Record set:
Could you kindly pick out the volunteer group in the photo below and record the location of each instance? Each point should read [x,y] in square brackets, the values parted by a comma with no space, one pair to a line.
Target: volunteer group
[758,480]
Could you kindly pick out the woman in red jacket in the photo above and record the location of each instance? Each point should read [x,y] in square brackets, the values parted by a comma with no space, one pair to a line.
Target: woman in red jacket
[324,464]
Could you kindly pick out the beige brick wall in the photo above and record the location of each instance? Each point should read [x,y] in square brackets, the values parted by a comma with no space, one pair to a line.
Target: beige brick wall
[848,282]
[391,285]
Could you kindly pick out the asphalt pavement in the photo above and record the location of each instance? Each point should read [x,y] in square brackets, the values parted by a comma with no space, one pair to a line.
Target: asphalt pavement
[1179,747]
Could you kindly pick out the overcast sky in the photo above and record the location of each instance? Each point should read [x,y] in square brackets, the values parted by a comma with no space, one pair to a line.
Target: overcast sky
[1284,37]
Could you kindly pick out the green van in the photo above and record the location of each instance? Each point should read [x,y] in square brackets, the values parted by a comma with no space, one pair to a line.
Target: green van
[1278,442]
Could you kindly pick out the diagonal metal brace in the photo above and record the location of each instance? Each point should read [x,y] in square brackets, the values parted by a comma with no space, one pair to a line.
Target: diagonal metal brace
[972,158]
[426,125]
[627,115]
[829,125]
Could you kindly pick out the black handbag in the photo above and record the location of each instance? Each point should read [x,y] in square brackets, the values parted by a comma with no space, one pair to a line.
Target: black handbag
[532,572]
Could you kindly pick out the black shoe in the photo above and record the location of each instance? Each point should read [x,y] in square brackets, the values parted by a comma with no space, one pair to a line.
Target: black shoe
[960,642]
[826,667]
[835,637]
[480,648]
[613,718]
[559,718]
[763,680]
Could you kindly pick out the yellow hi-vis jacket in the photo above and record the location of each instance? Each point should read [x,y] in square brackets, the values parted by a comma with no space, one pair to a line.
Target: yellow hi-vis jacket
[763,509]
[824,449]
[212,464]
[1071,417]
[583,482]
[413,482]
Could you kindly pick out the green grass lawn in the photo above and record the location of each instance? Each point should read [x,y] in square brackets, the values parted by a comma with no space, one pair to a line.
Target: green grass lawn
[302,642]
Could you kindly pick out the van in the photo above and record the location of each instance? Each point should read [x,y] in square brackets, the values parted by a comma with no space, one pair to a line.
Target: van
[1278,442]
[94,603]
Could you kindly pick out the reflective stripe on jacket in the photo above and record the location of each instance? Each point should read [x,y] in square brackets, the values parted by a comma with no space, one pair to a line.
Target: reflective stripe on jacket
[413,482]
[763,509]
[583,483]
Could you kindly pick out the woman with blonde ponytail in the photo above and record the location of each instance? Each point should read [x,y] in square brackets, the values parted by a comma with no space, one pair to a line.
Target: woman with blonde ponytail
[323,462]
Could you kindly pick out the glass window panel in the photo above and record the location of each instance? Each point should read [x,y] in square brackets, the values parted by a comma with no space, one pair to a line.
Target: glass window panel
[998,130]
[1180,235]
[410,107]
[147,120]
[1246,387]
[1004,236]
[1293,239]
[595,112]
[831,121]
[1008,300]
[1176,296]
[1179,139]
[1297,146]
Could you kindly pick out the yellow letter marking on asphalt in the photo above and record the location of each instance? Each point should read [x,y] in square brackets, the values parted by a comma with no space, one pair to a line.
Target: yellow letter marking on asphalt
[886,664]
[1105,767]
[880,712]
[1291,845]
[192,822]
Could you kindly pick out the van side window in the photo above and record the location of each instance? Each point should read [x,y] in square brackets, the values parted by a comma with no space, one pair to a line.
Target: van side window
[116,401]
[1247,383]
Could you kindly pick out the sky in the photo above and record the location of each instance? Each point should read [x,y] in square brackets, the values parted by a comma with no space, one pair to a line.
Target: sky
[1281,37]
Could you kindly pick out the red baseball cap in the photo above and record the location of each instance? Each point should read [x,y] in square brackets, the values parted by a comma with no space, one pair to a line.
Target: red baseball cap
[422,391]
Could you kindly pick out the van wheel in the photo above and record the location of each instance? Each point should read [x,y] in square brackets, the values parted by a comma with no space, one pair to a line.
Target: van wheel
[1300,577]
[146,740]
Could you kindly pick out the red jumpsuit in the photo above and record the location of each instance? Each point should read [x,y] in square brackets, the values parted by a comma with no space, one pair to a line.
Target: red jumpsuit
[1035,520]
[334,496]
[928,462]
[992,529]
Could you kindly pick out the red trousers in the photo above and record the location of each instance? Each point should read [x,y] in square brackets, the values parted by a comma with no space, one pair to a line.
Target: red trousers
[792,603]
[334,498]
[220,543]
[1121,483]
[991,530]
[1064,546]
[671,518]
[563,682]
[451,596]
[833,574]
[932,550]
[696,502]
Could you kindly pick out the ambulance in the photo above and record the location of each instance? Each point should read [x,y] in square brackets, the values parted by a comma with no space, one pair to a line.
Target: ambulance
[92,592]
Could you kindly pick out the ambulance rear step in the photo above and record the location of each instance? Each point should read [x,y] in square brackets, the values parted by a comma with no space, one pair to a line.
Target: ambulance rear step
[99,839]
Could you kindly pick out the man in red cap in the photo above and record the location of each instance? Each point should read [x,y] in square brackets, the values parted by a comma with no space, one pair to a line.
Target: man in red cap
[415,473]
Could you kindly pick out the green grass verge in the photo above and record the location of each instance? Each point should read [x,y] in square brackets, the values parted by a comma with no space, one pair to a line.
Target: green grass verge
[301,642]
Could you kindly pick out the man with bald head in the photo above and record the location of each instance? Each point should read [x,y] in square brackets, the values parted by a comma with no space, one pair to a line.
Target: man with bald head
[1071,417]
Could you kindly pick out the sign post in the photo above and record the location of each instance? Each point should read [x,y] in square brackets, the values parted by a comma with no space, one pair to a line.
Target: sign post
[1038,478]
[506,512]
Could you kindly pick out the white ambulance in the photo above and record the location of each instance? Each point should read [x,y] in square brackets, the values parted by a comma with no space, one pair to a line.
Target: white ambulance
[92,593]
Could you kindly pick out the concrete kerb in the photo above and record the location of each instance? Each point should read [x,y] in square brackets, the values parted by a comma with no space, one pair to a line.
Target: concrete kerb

Work task: If a line of the material contains the word "kerb", count it; please reply with the total and nothing more.

Task output: 2